Replace "throw pillow" with "accent cushion" in the data, starting with the line that contains "the ceiling light" and going on through the line that contains "left=422, top=275, right=469, bottom=326". Write out those lines again with everything else left unchanged.

— START RECORDS TO PROCESS —

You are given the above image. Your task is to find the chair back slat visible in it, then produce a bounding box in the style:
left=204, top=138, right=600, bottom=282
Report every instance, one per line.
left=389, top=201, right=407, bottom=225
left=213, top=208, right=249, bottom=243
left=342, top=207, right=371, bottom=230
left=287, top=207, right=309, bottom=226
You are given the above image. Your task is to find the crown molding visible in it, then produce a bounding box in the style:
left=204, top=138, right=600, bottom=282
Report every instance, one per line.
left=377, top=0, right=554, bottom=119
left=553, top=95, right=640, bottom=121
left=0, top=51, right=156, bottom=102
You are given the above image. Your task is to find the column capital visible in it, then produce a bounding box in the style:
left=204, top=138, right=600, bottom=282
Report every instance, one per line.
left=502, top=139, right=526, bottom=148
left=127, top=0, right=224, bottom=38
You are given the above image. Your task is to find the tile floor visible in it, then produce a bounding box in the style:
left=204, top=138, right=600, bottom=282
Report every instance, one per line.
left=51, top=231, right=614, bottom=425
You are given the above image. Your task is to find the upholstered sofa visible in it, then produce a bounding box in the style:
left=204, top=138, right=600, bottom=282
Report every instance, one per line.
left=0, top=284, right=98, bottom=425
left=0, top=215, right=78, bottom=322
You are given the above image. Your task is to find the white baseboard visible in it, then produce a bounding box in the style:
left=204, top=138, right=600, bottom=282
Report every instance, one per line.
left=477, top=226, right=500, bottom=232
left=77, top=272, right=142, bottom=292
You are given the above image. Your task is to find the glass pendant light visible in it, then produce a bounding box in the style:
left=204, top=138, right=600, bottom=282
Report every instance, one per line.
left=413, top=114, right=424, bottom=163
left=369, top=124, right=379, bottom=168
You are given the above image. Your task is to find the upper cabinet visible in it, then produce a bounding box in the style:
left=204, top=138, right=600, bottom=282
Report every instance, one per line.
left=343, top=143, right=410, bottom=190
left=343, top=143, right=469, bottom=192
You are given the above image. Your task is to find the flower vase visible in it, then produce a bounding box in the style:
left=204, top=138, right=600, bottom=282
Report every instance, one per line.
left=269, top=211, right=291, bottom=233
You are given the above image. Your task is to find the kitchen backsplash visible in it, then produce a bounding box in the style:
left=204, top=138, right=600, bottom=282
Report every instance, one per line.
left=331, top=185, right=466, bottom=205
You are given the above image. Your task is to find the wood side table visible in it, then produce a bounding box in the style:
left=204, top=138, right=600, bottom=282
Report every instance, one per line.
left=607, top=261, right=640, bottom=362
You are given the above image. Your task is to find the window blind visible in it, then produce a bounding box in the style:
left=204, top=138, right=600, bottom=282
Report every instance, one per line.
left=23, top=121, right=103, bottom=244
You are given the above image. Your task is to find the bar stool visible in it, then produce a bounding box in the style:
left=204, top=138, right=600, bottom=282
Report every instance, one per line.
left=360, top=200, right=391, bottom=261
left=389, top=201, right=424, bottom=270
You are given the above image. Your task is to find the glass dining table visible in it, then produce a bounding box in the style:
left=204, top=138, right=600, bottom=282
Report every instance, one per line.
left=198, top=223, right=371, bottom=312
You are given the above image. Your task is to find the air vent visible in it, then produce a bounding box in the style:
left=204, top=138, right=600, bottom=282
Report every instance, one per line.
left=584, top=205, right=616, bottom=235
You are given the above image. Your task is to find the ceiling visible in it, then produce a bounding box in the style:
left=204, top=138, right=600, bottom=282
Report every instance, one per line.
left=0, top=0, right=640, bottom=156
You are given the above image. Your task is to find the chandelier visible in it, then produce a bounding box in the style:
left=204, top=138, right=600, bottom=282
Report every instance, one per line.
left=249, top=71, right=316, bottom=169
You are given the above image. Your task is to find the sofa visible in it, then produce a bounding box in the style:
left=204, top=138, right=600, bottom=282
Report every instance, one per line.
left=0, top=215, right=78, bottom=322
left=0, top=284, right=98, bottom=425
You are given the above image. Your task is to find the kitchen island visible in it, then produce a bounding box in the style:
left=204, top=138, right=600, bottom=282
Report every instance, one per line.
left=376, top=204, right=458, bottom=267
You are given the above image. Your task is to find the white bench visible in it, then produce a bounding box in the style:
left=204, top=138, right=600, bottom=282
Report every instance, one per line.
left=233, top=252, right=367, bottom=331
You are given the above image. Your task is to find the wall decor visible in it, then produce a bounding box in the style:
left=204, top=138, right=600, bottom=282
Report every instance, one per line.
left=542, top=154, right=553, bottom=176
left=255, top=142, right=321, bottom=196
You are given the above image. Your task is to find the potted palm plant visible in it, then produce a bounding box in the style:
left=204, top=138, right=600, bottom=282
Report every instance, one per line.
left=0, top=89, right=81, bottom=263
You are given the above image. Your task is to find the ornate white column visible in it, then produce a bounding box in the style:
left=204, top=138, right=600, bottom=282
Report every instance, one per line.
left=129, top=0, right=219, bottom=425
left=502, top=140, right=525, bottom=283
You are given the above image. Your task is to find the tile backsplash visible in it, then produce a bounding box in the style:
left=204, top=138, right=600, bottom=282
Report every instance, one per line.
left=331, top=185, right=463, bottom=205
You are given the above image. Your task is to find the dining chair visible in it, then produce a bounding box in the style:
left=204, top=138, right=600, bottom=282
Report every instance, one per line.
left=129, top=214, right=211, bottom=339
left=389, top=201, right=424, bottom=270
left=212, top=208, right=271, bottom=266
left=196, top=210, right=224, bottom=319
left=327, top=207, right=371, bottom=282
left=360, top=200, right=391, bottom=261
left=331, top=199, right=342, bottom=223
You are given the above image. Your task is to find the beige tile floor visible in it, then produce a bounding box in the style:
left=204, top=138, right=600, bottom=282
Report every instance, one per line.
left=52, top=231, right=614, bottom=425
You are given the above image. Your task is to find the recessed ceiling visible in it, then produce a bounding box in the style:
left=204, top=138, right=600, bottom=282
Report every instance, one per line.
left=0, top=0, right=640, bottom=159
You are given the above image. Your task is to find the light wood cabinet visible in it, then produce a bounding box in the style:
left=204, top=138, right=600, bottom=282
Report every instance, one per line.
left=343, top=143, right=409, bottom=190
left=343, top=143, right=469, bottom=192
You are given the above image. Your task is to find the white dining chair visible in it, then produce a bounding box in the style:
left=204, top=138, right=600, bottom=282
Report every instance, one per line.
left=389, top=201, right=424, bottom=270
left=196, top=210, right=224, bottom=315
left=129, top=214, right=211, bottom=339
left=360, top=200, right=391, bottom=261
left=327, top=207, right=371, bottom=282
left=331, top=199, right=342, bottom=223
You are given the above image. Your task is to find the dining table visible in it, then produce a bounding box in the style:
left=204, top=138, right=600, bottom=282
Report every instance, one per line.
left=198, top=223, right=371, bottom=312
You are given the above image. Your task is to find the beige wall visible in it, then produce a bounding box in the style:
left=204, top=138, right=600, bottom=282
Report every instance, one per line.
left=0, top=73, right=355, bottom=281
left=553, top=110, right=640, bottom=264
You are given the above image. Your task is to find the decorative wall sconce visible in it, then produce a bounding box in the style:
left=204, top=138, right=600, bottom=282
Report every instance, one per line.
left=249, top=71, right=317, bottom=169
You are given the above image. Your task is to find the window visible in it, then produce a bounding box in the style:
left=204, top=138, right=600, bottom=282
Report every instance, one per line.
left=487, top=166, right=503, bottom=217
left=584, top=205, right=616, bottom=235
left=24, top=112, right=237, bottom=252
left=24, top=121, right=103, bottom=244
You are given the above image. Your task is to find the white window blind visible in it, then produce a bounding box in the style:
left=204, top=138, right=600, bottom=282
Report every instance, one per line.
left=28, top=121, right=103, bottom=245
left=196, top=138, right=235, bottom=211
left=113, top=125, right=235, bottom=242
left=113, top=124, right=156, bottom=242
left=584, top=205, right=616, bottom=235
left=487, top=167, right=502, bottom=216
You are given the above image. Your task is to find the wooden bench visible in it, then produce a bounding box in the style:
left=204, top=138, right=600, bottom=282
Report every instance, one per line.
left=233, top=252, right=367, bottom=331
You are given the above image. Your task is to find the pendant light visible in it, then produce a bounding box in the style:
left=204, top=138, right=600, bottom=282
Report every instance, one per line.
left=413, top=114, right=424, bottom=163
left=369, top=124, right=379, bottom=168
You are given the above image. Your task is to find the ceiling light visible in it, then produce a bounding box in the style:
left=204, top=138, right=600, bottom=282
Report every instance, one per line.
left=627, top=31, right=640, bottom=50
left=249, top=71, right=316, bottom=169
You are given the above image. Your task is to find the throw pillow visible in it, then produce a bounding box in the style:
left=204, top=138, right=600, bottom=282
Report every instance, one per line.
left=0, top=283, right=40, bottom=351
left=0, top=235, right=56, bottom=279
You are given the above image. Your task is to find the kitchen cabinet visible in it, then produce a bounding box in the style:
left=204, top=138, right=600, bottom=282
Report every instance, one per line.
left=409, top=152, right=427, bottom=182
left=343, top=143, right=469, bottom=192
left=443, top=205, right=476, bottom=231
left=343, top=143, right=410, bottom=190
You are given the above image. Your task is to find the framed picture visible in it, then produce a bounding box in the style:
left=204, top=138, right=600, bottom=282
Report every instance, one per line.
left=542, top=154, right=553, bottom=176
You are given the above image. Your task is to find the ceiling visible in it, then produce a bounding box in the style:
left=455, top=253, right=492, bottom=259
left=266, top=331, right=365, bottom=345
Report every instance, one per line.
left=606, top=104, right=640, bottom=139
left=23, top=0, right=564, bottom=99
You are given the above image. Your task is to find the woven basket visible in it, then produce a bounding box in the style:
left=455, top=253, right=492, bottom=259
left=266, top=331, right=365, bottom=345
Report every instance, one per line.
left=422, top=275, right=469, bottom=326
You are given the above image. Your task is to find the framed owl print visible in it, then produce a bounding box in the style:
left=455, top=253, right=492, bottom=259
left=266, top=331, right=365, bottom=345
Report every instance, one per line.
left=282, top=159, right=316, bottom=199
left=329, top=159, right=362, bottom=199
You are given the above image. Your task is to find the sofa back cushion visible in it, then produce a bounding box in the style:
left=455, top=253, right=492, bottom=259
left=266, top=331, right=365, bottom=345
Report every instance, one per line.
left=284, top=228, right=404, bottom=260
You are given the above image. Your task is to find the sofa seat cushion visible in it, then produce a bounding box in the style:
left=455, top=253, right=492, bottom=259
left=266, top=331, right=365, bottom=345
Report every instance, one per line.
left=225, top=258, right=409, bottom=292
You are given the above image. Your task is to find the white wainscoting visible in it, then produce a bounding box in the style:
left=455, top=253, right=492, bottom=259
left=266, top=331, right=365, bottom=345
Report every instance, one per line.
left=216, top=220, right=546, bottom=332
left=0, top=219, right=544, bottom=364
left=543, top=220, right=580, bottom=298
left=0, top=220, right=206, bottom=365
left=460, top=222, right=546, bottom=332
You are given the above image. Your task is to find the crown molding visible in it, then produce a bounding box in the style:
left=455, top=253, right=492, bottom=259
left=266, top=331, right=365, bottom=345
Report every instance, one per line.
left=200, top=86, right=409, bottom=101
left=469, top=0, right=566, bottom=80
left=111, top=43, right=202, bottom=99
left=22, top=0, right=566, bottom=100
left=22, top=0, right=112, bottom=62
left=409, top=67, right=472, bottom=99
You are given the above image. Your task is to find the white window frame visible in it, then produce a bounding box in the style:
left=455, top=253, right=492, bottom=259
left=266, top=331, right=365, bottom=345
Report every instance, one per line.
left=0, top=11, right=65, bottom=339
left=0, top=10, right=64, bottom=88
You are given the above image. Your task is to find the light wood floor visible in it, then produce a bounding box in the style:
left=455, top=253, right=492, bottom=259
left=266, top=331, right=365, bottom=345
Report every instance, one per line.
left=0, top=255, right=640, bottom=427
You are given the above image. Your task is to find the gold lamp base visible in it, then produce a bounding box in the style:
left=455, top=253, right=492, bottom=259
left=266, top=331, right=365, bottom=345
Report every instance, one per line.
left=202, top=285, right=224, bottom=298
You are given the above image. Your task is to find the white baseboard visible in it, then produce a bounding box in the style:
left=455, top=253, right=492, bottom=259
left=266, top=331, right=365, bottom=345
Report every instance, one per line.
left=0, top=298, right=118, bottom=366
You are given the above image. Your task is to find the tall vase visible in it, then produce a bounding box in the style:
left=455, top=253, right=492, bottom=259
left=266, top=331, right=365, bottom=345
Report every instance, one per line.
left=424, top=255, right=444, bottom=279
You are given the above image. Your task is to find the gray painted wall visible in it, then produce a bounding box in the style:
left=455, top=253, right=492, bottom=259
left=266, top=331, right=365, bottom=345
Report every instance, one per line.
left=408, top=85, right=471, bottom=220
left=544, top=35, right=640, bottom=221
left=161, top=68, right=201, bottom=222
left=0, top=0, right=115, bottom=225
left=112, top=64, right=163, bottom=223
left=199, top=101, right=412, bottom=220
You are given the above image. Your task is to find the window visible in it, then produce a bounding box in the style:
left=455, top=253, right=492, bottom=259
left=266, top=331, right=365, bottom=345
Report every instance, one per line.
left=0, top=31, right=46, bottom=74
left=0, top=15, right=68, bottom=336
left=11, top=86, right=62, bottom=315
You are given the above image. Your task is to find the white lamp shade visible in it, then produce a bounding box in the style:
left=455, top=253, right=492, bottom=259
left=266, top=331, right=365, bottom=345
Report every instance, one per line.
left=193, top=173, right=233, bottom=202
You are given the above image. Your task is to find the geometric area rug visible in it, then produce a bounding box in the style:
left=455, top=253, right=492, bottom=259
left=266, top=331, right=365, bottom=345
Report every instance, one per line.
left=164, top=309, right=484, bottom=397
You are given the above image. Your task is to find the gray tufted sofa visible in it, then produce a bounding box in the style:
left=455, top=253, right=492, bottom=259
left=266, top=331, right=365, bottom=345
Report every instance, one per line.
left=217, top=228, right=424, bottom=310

— END RECORDS TO PROCESS —

■ FINAL RESULT
You are given the above image. Your task is to find the ceiling light visible in it, then produce a bounding box in the style:
left=204, top=138, right=600, bottom=282
Report every instance, one per line.
left=627, top=31, right=640, bottom=50
left=249, top=71, right=316, bottom=169
You are given the above image. Your task is to find the accent cushion visible in it, then produce a bounding box in the style:
left=204, top=138, right=600, bottom=282
Report every instance, one per line.
left=0, top=283, right=40, bottom=351
left=0, top=235, right=56, bottom=279
You are given the above image. Your task is to find the kitchen cabinet visible in it, then produce a bounding box in the style:
left=204, top=138, right=600, bottom=282
Report every instance, one per line.
left=409, top=152, right=427, bottom=182
left=343, top=143, right=469, bottom=192
left=443, top=205, right=476, bottom=231
left=343, top=143, right=410, bottom=190
You are given the above image. Your task is to find the framed picture visible in it, then produce a bounding box in the style:
left=204, top=138, right=600, bottom=282
Report every instance, one per line.
left=542, top=154, right=553, bottom=176
You are given the above image. Your task is to find the ceiling visible in it, then produce a bounding box in the style:
left=455, top=253, right=492, bottom=259
left=266, top=331, right=365, bottom=345
Report every instance, one per line.
left=606, top=104, right=640, bottom=139
left=23, top=0, right=564, bottom=99
You are given the above image. Your task is to find the woven basket visible in it, then produce a bounding box in the style:
left=455, top=253, right=492, bottom=259
left=266, top=331, right=365, bottom=345
Report every instance, one per line.
left=422, top=275, right=469, bottom=326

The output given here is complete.